GIVEN EXERCISE
Please update the data below by replacing every "odd number" with "uneven number" and keeping everything else unchanged.

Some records
# # # # # # #

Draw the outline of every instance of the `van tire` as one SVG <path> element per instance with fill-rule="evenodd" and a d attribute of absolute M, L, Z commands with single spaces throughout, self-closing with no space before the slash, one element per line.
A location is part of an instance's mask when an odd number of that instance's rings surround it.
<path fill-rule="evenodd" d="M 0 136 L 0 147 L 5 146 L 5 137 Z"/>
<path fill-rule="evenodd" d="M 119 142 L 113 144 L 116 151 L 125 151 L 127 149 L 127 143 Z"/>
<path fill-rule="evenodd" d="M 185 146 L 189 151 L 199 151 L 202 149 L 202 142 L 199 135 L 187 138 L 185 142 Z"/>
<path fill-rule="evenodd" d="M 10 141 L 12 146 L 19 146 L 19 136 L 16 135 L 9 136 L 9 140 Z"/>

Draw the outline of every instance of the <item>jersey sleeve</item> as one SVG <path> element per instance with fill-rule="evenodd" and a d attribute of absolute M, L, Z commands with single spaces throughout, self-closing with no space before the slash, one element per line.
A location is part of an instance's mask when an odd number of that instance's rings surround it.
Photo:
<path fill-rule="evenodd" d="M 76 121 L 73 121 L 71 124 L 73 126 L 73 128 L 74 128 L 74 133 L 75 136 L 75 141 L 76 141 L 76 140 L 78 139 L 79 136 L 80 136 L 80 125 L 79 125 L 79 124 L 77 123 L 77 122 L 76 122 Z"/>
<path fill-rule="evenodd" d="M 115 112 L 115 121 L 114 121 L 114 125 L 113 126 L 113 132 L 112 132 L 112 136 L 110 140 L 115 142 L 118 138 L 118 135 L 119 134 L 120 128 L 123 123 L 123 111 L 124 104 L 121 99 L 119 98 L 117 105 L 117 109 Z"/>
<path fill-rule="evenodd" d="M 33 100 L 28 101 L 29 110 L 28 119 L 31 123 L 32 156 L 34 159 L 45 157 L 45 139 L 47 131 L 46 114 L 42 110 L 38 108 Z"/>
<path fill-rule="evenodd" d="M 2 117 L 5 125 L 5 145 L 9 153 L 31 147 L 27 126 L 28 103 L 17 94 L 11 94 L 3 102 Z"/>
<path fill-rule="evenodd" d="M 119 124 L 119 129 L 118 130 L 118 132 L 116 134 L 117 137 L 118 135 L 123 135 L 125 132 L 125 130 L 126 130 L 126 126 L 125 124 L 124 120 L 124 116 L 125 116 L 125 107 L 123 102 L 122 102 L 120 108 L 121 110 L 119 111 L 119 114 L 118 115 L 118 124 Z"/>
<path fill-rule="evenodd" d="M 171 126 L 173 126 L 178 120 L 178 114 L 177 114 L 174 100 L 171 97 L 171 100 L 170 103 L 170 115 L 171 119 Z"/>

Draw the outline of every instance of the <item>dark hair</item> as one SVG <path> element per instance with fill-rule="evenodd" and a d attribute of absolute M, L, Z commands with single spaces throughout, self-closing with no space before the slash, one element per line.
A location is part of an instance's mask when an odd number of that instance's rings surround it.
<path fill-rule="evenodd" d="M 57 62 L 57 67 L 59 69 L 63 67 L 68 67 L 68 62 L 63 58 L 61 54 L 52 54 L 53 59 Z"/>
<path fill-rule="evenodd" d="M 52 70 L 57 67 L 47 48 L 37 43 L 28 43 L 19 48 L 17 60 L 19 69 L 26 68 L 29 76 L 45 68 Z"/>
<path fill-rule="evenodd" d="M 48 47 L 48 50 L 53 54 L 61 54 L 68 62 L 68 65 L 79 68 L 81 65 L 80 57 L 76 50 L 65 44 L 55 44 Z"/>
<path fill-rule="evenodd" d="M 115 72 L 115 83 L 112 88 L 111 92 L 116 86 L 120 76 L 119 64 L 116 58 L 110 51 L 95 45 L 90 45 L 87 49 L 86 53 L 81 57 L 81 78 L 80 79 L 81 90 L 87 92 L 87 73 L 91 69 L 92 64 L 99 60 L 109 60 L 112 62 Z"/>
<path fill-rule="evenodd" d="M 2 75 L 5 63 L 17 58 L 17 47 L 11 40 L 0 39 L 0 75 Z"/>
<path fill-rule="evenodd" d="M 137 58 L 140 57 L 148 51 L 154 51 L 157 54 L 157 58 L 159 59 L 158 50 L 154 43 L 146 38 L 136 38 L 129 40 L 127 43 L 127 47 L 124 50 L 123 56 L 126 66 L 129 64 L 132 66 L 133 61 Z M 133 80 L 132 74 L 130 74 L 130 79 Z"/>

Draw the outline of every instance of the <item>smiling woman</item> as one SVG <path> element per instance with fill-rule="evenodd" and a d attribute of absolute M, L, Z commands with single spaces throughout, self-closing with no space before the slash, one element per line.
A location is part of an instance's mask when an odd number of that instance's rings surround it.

# # # # # # #

ANSWER TO THIS EXERCISE
Draw the outline of every instance of the `van tire` as one SVG <path> element per instance with fill-rule="evenodd" and a d attribute of absolute M, L, Z commands with single spaces throughout, self-closing with no space before the slash, one element per line.
A location is part of an instance's mask when an uneven number of that instance's rings surround it.
<path fill-rule="evenodd" d="M 0 136 L 0 147 L 5 146 L 5 137 Z"/>
<path fill-rule="evenodd" d="M 119 142 L 113 144 L 116 151 L 125 151 L 127 149 L 127 143 Z"/>
<path fill-rule="evenodd" d="M 185 146 L 189 151 L 199 151 L 202 149 L 202 142 L 199 135 L 187 138 L 185 142 Z"/>
<path fill-rule="evenodd" d="M 10 141 L 12 146 L 19 146 L 19 136 L 16 135 L 9 136 L 9 140 Z"/>

Draw the outline of every instance of the <item>jersey sleeve</item> as one SVG <path> element per instance with fill-rule="evenodd" and a d attribute of absolute M, L, Z commands with single spaces throughout, self-closing with no space before the slash, one element per line.
A location is part of an instance's mask when an uneven number of that instance's rings surround it.
Photo:
<path fill-rule="evenodd" d="M 76 121 L 73 121 L 71 124 L 73 126 L 73 128 L 74 128 L 74 133 L 75 136 L 75 141 L 76 141 L 76 140 L 78 139 L 79 136 L 80 136 L 80 125 L 79 125 L 79 124 L 77 123 L 77 122 L 76 122 Z"/>
<path fill-rule="evenodd" d="M 115 112 L 115 121 L 114 121 L 114 125 L 113 126 L 113 132 L 112 132 L 112 136 L 110 140 L 115 142 L 118 138 L 118 135 L 119 134 L 120 128 L 123 123 L 123 111 L 124 104 L 121 99 L 119 98 L 117 105 L 117 109 Z"/>
<path fill-rule="evenodd" d="M 33 100 L 28 101 L 29 110 L 28 119 L 31 123 L 32 156 L 34 159 L 45 157 L 45 139 L 47 131 L 46 114 L 42 110 L 38 108 Z"/>
<path fill-rule="evenodd" d="M 2 117 L 5 125 L 5 145 L 9 153 L 31 147 L 27 126 L 28 103 L 17 94 L 11 94 L 3 102 Z"/>
<path fill-rule="evenodd" d="M 119 124 L 119 129 L 118 130 L 118 132 L 116 134 L 117 137 L 118 135 L 123 135 L 125 132 L 125 130 L 126 130 L 126 126 L 125 124 L 124 120 L 124 116 L 125 116 L 125 107 L 123 102 L 122 102 L 120 108 L 121 110 L 119 111 L 119 114 L 118 115 L 118 124 Z"/>
<path fill-rule="evenodd" d="M 171 126 L 173 126 L 178 120 L 178 114 L 177 114 L 174 100 L 171 97 L 171 100 L 170 103 L 170 115 L 171 119 Z"/>

Draw the outline of every instance of the <item>dark hair</item> as one SVG <path> element per instance with fill-rule="evenodd" and a d attribute of absolute M, L, Z commands with single spaces throughout, self-closing with no space before the slash, one element per line.
A location is part of an instance's mask when an uneven number of that instance's rings surround it.
<path fill-rule="evenodd" d="M 57 62 L 57 67 L 59 69 L 63 67 L 68 67 L 68 62 L 63 58 L 61 54 L 52 54 L 53 59 Z"/>
<path fill-rule="evenodd" d="M 52 70 L 57 67 L 47 48 L 37 43 L 28 43 L 19 48 L 17 60 L 19 69 L 26 68 L 29 76 L 45 68 Z"/>
<path fill-rule="evenodd" d="M 48 47 L 48 50 L 53 54 L 61 54 L 68 62 L 68 65 L 79 68 L 81 65 L 80 57 L 76 50 L 65 44 L 55 44 Z"/>
<path fill-rule="evenodd" d="M 115 72 L 115 83 L 112 88 L 111 92 L 116 86 L 120 76 L 119 64 L 116 58 L 110 51 L 95 45 L 90 45 L 87 49 L 86 53 L 81 57 L 81 78 L 80 79 L 81 90 L 87 92 L 87 73 L 91 69 L 92 64 L 99 60 L 109 60 L 112 62 Z"/>
<path fill-rule="evenodd" d="M 2 75 L 5 63 L 17 58 L 17 47 L 11 40 L 0 39 L 0 75 Z"/>
<path fill-rule="evenodd" d="M 137 58 L 140 57 L 148 51 L 154 51 L 157 54 L 157 58 L 159 59 L 158 50 L 154 43 L 146 38 L 136 38 L 129 40 L 127 43 L 127 47 L 124 50 L 123 56 L 126 66 L 129 64 L 132 66 L 133 61 Z M 133 80 L 132 74 L 130 74 L 130 79 Z"/>

Draw the outline of every instance of the <item>smiling woman</item> as one SVG <path> element per instance with fill-rule="evenodd" and a d attribute of absolute M, L, Z commands with single spaces throughout, self-closing with no space before the slash, one element per line.
A location is part of an instance's mask when an uneven number of that instance's rings surround it.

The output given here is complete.